OBJECTIVE: How many lines in the entries below contain the string "trace"? Reply with the number alone.
--- start of PROVIDED ENTRIES ---
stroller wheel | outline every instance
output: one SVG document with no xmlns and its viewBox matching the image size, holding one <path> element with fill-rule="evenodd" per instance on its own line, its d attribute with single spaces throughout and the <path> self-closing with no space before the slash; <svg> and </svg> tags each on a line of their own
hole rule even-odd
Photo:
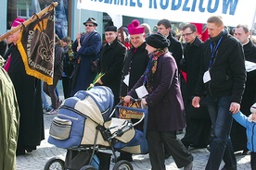
<svg viewBox="0 0 256 170">
<path fill-rule="evenodd" d="M 128 161 L 122 160 L 115 164 L 113 170 L 134 170 L 134 167 Z"/>
<path fill-rule="evenodd" d="M 62 159 L 54 157 L 46 162 L 44 170 L 64 170 L 64 164 Z"/>
<path fill-rule="evenodd" d="M 83 166 L 80 170 L 96 170 L 96 168 L 93 165 L 85 165 Z"/>
</svg>

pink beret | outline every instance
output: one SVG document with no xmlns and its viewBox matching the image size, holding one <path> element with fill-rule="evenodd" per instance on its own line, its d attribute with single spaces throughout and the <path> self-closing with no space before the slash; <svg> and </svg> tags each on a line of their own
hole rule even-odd
<svg viewBox="0 0 256 170">
<path fill-rule="evenodd" d="M 22 22 L 25 22 L 25 19 L 24 18 L 17 18 L 14 19 L 14 21 L 12 22 L 12 25 L 11 27 L 17 27 L 19 26 L 20 23 Z"/>
<path fill-rule="evenodd" d="M 144 33 L 145 27 L 139 24 L 137 19 L 134 19 L 131 24 L 128 25 L 128 31 L 130 35 Z"/>
</svg>

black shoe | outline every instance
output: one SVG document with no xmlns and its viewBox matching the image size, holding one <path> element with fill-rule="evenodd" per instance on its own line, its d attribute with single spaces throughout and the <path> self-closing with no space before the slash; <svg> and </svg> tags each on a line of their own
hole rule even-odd
<svg viewBox="0 0 256 170">
<path fill-rule="evenodd" d="M 133 162 L 133 154 L 132 153 L 121 153 L 119 157 L 117 157 L 117 162 L 126 160 L 128 162 Z M 112 162 L 115 162 L 115 159 L 112 160 Z"/>
<path fill-rule="evenodd" d="M 16 156 L 24 155 L 24 154 L 26 154 L 25 150 L 17 148 L 17 150 L 16 150 Z"/>
<path fill-rule="evenodd" d="M 171 153 L 170 152 L 165 153 L 165 159 L 168 159 L 170 157 L 171 157 Z"/>
<path fill-rule="evenodd" d="M 231 167 L 231 168 L 228 168 L 228 167 L 225 167 L 225 165 L 222 168 L 222 170 L 237 170 L 237 166 L 236 167 Z"/>
<path fill-rule="evenodd" d="M 249 150 L 244 150 L 242 152 L 242 155 L 250 155 L 250 151 Z"/>
</svg>

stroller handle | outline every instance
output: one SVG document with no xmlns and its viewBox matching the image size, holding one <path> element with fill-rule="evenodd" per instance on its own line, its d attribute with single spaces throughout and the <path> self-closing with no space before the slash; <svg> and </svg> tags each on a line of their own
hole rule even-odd
<svg viewBox="0 0 256 170">
<path fill-rule="evenodd" d="M 131 102 L 131 103 L 134 103 L 134 102 L 141 102 L 141 100 L 142 100 L 142 99 L 135 99 L 135 98 L 133 98 L 133 97 L 132 97 L 132 98 L 130 99 L 130 102 Z M 120 103 L 118 103 L 117 105 L 121 105 L 121 104 L 122 104 L 123 103 L 124 103 L 124 101 L 122 100 L 122 101 L 121 101 Z"/>
</svg>

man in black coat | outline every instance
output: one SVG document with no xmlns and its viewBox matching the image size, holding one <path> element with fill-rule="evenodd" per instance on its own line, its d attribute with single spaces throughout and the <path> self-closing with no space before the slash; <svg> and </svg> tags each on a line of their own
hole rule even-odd
<svg viewBox="0 0 256 170">
<path fill-rule="evenodd" d="M 250 37 L 250 30 L 247 25 L 237 25 L 235 29 L 234 36 L 237 38 L 243 45 L 245 59 L 256 63 L 256 46 Z M 241 103 L 241 112 L 249 116 L 250 108 L 256 102 L 256 70 L 247 70 L 246 88 Z M 237 133 L 238 132 L 238 133 Z M 246 129 L 237 122 L 234 121 L 231 130 L 231 140 L 234 152 L 243 151 L 243 154 L 248 153 Z"/>
<path fill-rule="evenodd" d="M 178 69 L 180 69 L 180 61 L 183 55 L 183 49 L 181 42 L 175 39 L 171 33 L 171 22 L 168 19 L 160 19 L 158 22 L 158 32 L 166 36 L 170 40 L 170 45 L 168 46 L 169 52 L 174 57 Z"/>
<path fill-rule="evenodd" d="M 211 119 L 206 105 L 195 109 L 191 105 L 194 90 L 200 72 L 202 42 L 197 36 L 197 27 L 194 24 L 186 24 L 182 28 L 182 36 L 186 41 L 184 49 L 184 62 L 181 62 L 181 69 L 186 73 L 186 134 L 182 139 L 183 144 L 188 148 L 205 148 L 209 144 L 211 133 Z"/>
<path fill-rule="evenodd" d="M 149 57 L 147 55 L 148 53 L 146 50 L 146 35 L 144 33 L 144 30 L 145 28 L 140 25 L 137 19 L 134 19 L 128 25 L 128 31 L 130 34 L 130 42 L 132 44 L 132 48 L 128 50 L 127 57 L 124 62 L 123 76 L 124 79 L 127 79 L 127 81 L 124 79 L 122 81 L 121 91 L 122 97 L 126 96 L 128 91 L 133 89 L 140 77 L 144 74 L 148 64 Z M 137 122 L 137 120 L 134 121 Z M 141 124 L 139 124 L 139 126 Z M 118 161 L 120 160 L 132 162 L 132 153 L 121 152 Z"/>
<path fill-rule="evenodd" d="M 232 113 L 240 109 L 244 93 L 246 70 L 241 43 L 224 30 L 222 17 L 212 16 L 207 20 L 210 39 L 202 47 L 200 74 L 192 105 L 200 106 L 200 97 L 206 92 L 207 106 L 213 127 L 211 153 L 206 170 L 237 170 L 230 130 Z"/>
<path fill-rule="evenodd" d="M 166 36 L 166 38 L 170 41 L 170 45 L 168 46 L 169 52 L 174 57 L 176 65 L 178 67 L 178 75 L 180 74 L 180 61 L 183 55 L 183 49 L 181 42 L 175 39 L 171 33 L 171 22 L 170 20 L 163 18 L 158 22 L 158 32 Z M 179 129 L 177 132 L 181 133 L 183 129 Z M 166 152 L 165 158 L 169 158 L 171 153 Z"/>
<path fill-rule="evenodd" d="M 97 72 L 104 73 L 97 83 L 110 88 L 114 94 L 114 105 L 120 102 L 120 90 L 122 76 L 123 62 L 126 56 L 126 48 L 118 41 L 117 27 L 109 21 L 105 26 L 107 42 L 99 52 Z"/>
</svg>

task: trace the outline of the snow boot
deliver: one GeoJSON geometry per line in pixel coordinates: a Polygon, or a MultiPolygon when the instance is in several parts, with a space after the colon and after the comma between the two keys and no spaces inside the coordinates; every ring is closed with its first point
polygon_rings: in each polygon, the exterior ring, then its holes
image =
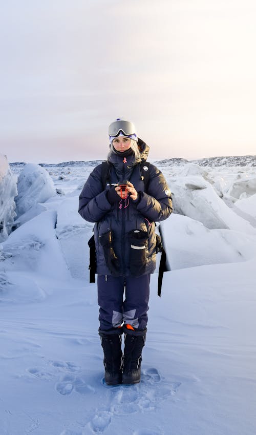
{"type": "Polygon", "coordinates": [[[137,384],[140,382],[141,354],[145,345],[146,330],[146,328],[143,330],[125,328],[123,384],[137,384]]]}
{"type": "Polygon", "coordinates": [[[105,382],[107,385],[122,383],[121,333],[121,330],[115,334],[113,332],[108,334],[107,332],[102,330],[99,332],[104,352],[105,382]]]}

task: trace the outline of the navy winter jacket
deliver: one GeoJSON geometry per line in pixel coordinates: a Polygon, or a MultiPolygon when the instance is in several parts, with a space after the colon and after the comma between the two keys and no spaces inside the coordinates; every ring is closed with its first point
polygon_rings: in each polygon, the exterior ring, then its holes
{"type": "MultiPolygon", "coordinates": [[[[149,147],[141,139],[138,144],[141,158],[145,160],[149,147]]],[[[145,192],[144,183],[141,179],[140,163],[136,162],[134,154],[127,156],[124,162],[123,160],[122,156],[115,152],[109,156],[108,161],[111,163],[109,182],[117,183],[124,180],[131,181],[139,193],[138,200],[135,201],[129,198],[126,208],[127,200],[126,203],[123,199],[120,204],[118,201],[111,205],[106,195],[110,187],[108,183],[106,186],[102,183],[101,164],[97,166],[90,175],[79,197],[79,213],[86,220],[96,222],[94,231],[97,273],[100,275],[126,276],[153,273],[156,268],[155,222],[166,219],[173,211],[170,191],[157,168],[150,165],[150,177],[145,192]],[[106,257],[100,242],[101,238],[102,240],[104,237],[102,235],[110,231],[112,231],[114,255],[116,259],[117,257],[114,272],[107,265],[109,257],[106,257]],[[136,235],[139,232],[141,232],[140,235],[146,237],[141,243],[139,241],[137,244],[133,238],[131,241],[131,234],[136,235]],[[134,245],[137,244],[138,246],[134,245]],[[144,263],[144,267],[140,268],[141,262],[144,263]],[[137,273],[134,273],[132,263],[135,267],[137,263],[139,264],[137,273]]],[[[109,255],[113,254],[113,251],[110,251],[109,255]]]]}

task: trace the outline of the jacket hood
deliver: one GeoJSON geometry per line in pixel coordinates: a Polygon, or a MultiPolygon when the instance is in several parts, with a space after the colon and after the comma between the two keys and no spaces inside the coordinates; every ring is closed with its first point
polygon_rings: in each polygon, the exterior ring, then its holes
{"type": "Polygon", "coordinates": [[[139,150],[140,150],[140,155],[142,160],[146,160],[147,158],[148,153],[150,152],[150,147],[148,145],[147,145],[146,142],[144,142],[144,140],[142,140],[142,139],[140,139],[139,137],[138,137],[138,147],[139,147],[139,150]]]}

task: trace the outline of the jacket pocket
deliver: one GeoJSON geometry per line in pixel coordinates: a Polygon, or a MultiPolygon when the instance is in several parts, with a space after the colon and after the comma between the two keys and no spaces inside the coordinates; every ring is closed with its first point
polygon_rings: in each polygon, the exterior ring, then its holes
{"type": "Polygon", "coordinates": [[[129,233],[130,243],[130,269],[132,275],[140,276],[146,270],[146,249],[148,240],[147,231],[133,230],[129,233]]]}
{"type": "Polygon", "coordinates": [[[100,244],[102,246],[105,262],[113,275],[119,275],[120,265],[113,246],[113,233],[111,230],[103,233],[99,237],[100,244]]]}

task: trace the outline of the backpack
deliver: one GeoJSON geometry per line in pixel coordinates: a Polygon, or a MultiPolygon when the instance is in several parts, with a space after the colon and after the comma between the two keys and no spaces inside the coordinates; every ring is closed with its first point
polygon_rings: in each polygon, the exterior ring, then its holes
{"type": "MultiPolygon", "coordinates": [[[[148,181],[150,180],[150,163],[145,160],[140,162],[140,178],[144,181],[145,191],[146,191],[148,181]]],[[[111,165],[108,160],[104,160],[101,163],[101,182],[103,188],[105,187],[106,183],[109,181],[110,175],[111,165]]],[[[160,230],[160,229],[159,229],[160,230]]],[[[161,234],[161,233],[160,233],[161,234]]],[[[162,281],[163,280],[163,273],[168,270],[166,265],[166,254],[162,244],[161,236],[156,234],[157,238],[156,252],[161,252],[162,255],[159,265],[159,271],[158,273],[158,283],[157,294],[161,297],[161,291],[162,288],[162,281]]],[[[90,247],[90,282],[95,282],[95,274],[96,273],[96,258],[95,252],[95,243],[94,236],[92,236],[88,242],[90,247]]]]}

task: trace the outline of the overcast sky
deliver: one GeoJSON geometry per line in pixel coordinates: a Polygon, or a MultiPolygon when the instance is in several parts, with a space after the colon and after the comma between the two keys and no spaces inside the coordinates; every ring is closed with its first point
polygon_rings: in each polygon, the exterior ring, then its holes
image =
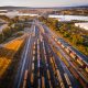
{"type": "Polygon", "coordinates": [[[88,4],[88,0],[0,0],[0,7],[70,7],[81,4],[88,4]]]}

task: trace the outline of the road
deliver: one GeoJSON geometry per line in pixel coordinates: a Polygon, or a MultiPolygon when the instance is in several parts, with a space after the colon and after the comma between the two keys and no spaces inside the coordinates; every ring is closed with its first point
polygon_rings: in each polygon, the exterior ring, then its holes
{"type": "Polygon", "coordinates": [[[87,72],[62,48],[46,25],[34,22],[26,35],[14,88],[87,88],[87,72]]]}

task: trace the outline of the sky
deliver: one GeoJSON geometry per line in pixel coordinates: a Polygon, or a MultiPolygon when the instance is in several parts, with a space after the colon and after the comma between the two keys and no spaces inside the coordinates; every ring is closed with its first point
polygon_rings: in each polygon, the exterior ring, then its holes
{"type": "Polygon", "coordinates": [[[88,4],[88,0],[0,0],[0,7],[72,7],[88,4]]]}

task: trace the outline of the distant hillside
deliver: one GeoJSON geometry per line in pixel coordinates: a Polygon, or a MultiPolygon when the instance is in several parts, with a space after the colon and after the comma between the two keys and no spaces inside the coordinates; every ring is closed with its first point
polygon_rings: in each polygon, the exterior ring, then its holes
--- end of PROVIDED ENTRIES ---
RESPONSE BELOW: 9